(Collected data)

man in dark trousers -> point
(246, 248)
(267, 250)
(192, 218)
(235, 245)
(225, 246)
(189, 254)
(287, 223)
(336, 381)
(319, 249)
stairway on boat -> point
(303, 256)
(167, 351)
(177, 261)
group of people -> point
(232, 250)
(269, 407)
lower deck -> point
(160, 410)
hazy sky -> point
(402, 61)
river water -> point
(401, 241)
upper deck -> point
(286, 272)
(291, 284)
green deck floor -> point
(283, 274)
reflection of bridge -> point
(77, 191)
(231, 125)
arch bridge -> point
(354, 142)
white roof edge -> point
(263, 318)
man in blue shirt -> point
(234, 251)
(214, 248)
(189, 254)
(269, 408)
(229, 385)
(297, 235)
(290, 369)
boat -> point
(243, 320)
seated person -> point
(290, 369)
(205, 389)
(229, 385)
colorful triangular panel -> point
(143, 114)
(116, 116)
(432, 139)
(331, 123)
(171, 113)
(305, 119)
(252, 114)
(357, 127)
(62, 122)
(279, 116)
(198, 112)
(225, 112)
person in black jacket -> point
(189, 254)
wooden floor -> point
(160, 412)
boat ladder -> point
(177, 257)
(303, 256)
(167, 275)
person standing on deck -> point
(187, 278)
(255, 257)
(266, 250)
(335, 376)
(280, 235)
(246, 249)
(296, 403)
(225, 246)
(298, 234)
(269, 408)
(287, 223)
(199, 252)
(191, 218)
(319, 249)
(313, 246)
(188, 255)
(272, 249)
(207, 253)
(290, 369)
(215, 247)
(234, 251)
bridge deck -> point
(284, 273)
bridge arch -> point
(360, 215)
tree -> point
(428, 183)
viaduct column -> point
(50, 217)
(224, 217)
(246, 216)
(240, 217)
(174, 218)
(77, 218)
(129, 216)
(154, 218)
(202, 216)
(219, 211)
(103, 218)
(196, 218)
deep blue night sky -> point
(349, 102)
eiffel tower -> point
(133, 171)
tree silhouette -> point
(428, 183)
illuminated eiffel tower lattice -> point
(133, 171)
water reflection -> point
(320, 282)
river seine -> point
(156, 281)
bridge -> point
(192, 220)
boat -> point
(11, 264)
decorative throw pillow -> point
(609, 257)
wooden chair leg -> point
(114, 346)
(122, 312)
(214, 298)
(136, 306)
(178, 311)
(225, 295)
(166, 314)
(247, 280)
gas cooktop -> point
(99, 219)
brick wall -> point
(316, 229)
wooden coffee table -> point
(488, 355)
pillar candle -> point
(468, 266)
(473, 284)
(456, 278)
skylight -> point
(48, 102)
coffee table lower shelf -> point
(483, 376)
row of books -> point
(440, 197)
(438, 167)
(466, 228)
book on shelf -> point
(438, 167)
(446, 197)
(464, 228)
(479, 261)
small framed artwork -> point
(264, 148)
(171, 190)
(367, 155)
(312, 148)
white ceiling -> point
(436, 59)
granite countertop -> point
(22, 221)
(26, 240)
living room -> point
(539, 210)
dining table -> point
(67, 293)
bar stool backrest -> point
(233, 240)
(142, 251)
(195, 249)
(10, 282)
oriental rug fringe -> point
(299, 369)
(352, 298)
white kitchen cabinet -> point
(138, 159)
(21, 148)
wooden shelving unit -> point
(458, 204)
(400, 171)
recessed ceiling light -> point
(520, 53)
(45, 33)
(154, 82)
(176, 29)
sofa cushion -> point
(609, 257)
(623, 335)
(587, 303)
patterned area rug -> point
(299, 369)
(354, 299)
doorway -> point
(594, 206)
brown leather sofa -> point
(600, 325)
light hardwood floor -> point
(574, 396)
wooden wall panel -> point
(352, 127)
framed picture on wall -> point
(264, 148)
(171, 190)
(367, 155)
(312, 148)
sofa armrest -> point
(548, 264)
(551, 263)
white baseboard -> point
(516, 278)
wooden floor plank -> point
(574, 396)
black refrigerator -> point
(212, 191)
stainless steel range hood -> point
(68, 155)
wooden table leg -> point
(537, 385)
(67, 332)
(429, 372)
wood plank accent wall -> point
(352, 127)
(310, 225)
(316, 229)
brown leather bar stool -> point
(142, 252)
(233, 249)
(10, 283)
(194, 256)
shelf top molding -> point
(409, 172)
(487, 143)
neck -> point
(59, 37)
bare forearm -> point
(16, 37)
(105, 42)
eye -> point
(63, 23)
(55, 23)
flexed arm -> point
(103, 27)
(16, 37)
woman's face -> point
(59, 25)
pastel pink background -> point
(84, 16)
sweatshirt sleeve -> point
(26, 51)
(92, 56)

→ **Requirements**: Edit all the records above so that "point" becomes "locate" everywhere, leaving everything else unchanged.

→ **Response**:
man in dark trousers -> locate
(246, 248)
(267, 250)
(192, 218)
(235, 245)
(225, 246)
(189, 254)
(287, 223)
(336, 381)
(319, 249)
stairway on boat -> locate
(303, 256)
(167, 351)
(177, 261)
group of people -> locate
(232, 250)
(269, 407)
lower deck -> locate
(160, 410)
hazy sky -> locate
(402, 61)
river water -> locate
(401, 241)
upper deck -> locate
(286, 272)
(291, 284)
green deck floor -> locate
(283, 274)
reflection of bridge -> locate
(77, 191)
(231, 125)
arch bridge -> locate
(354, 142)
white roof edge -> locate
(263, 318)
man in blue shirt -> locate
(234, 251)
(214, 248)
(189, 254)
(269, 408)
(229, 385)
(297, 235)
(290, 369)
boat -> locate
(243, 320)
seated person -> locate
(290, 369)
(205, 389)
(229, 385)
colorful triangular panel -> locate
(143, 114)
(116, 116)
(432, 139)
(331, 123)
(171, 113)
(305, 119)
(252, 114)
(357, 127)
(62, 122)
(279, 116)
(198, 112)
(225, 112)
person in black jacket -> locate
(189, 254)
wooden floor -> locate
(160, 412)
boat ladder -> locate
(177, 257)
(303, 256)
(167, 275)
person standing on deck -> locate
(187, 278)
(255, 257)
(266, 250)
(335, 376)
(280, 235)
(246, 249)
(296, 403)
(225, 246)
(298, 234)
(269, 408)
(287, 223)
(199, 252)
(191, 218)
(319, 249)
(313, 246)
(188, 255)
(272, 249)
(207, 253)
(290, 369)
(215, 247)
(234, 251)
bridge deck -> locate
(284, 273)
bridge arch -> locate
(360, 215)
tree -> locate
(428, 183)
viaduct column -> locate
(50, 217)
(224, 217)
(246, 216)
(240, 217)
(174, 218)
(77, 218)
(129, 216)
(154, 218)
(202, 216)
(219, 211)
(103, 218)
(196, 218)
deep blue night sky -> locate
(349, 102)
eiffel tower -> locate
(133, 171)
tree silhouette -> locate
(428, 183)
illuminated eiffel tower lattice -> locate
(133, 171)
water reflection -> locate
(320, 282)
river seine -> locate
(156, 281)
bridge -> locate
(192, 220)
boat -> locate
(11, 264)
decorative throw pillow -> locate
(609, 257)
wooden chair leg -> locate
(114, 346)
(122, 312)
(214, 298)
(136, 306)
(178, 311)
(225, 295)
(166, 314)
(247, 280)
gas cooktop -> locate
(99, 219)
brick wall -> locate
(316, 229)
wooden coffee table -> locate
(488, 355)
pillar candle -> locate
(468, 266)
(473, 284)
(456, 278)
skylight -> locate
(48, 102)
coffee table lower shelf -> locate
(483, 376)
row of books -> locate
(440, 197)
(438, 167)
(466, 228)
book on shelf -> locate
(438, 167)
(446, 197)
(464, 228)
(479, 261)
small framed artwork -> locate
(264, 148)
(171, 190)
(367, 155)
(312, 148)
white ceiling -> locate
(436, 59)
granite countertop -> locate
(22, 221)
(26, 240)
living room -> locate
(539, 210)
dining table -> locate
(67, 293)
bar stool backrest -> locate
(233, 240)
(142, 251)
(195, 249)
(10, 282)
oriental rug fringe -> locate
(299, 369)
(352, 298)
white kitchen cabinet -> locate
(138, 159)
(21, 148)
wooden shelving unit -> locate
(458, 204)
(400, 171)
recessed ceiling light -> locate
(520, 53)
(45, 33)
(154, 82)
(176, 29)
sofa cushion -> locate
(609, 257)
(623, 335)
(587, 303)
patterned area rug -> locate
(299, 369)
(354, 299)
doorway -> locate
(594, 206)
brown leather sofa -> locate
(600, 325)
light hardwood floor -> locate
(574, 396)
wooden wall panel -> locate
(352, 127)
framed picture on wall -> locate
(264, 148)
(171, 190)
(367, 155)
(312, 148)
sofa armrest -> locate
(548, 264)
(551, 263)
white baseboard -> locate
(516, 278)
wooden floor plank -> locate
(574, 396)
black refrigerator -> locate
(212, 191)
stainless steel range hood -> locate
(68, 155)
wooden table leg -> locate
(537, 385)
(67, 332)
(429, 372)
wood plank accent wall -> locate
(352, 127)
(310, 225)
(316, 229)
brown leather bar stool -> locate
(142, 252)
(233, 249)
(10, 283)
(194, 256)
shelf top molding -> locate
(409, 172)
(487, 143)
neck -> locate
(59, 37)
bare forearm -> locate
(16, 37)
(105, 42)
eye -> locate
(63, 23)
(55, 23)
flexed arm -> locate
(103, 27)
(16, 37)
woman's face -> locate
(59, 25)
pastel pink background -> locate
(84, 16)
sweatshirt sleeve -> locate
(26, 51)
(92, 56)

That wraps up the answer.